* [Tareas]
1. Actualiza el pasaje del fragmento que empieza en "Algo más firme" y termina en "números, de hecho.". Pon "terminología vacía" en lugar de "nomenclatura barata".
2. Responde según el fragmento:
(a) ¿Qué se cita como ejemplo de las explicaciones recibidas sobre el infinito?
(b) ¿Cuántos años vivió el viejo de esa forma?
(c) ¿Dónde se bañaba el viejo?

* [Fragmento del documento]

____________________

Puedo entender que existan infinitos números.

Pero no puedo aceptar que haya infinitos números entre el uno y el dos. 

Y es que de aceptar lo primero como verdad, difícilmente pueda aceptar otras cosas.

Supongo que es cuestión de profundidad, en el fondo.

O de creer en la profundidad, más bien.

Y es que me lo han explicado varias veces.

No es ese el punto.

Las diagonales de Cantor, por ejemplo, y otras cuántas teorías.

Y supuestamente me han demostrado que el infinito en que no creo es mayor que el infinito que me atrevo a aceptar.

¡Cuánta palabrería…!

¡Cuánta pérdida de tiempo…!

Horas y horas hablando y haciendo esquemas.

Entonces, para zanjar el asunto, a veces les demuestro que puedo entender sus cálculos.

Puedo repetirlos incluso.

Memorizar sus cifras, sus dibujos…

Todo eso puedo hacerlo…

Pero no me pidan creer en aquello.

La verdad a la que aspiro es otra cosa.

Algo más firme que la demostrabilidad.

Más permanente.

Algo con sentido propio, digamos.

Algo en lo que tiene sentido creer y que no es solo nomenclatura barata.

No quiero números, de hecho.

No los necesito.

Hoy, de hecho, ni palabras quiero.

Ni que me mire usted.

Ni que me escuche.

Supongo que eso podemos aceptarlo.

El problema es que quiero algo que no encuentro.

lunes, 28 de enero de 2019

Seis años de esa forma.


El viejo me contó que vivió seis años de esa forma. En su tono se percibía cierto desprecio, aunque no alcancé a comprender hacia qué. Tal vez era hacia mí, o hacia lo que yo representaba para él.  De todas formas, no tengo claro qué podía ser aquello exactamente.  

Me explicó que durante esos seis años vivió en cines. O durmió en cines, más bien. De día tenía un empleo regular –en un banco, según recuerdo-, y de noche se iba hasta esos cines que daban películas rotativas toda la noche. Por lo general eran películas porno, me cuenta. El olor de los cines no era el mejor y a veces te despertabas cuando alguien te intentaba hacer una paja. No era el mejor lugar ni tampoco era el peor, me dice. Luego iba hasta el baño de una gasolinera y se bañaba. Uno de los trabajadores le permitía guardar un par de bolsos con sus ropas y le conseguía quién le planchase sus camisas, a bajo precio.

____________________

Registros de señalamiento
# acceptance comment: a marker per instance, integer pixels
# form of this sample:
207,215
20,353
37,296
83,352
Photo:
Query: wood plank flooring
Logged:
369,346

____________________

* [Respuestas completas]
1.
Algo más firme que la demostrabilidad.

Más permanente.

Algo con sentido propio, digamos.

Algo en lo que tiene sentido creer y que no es solo terminología vacía.

No quiero números, de hecho.

2.
(a) Las diagonales de Cantor.
(b) Seis años.
(c) En el baño de una gasolinera.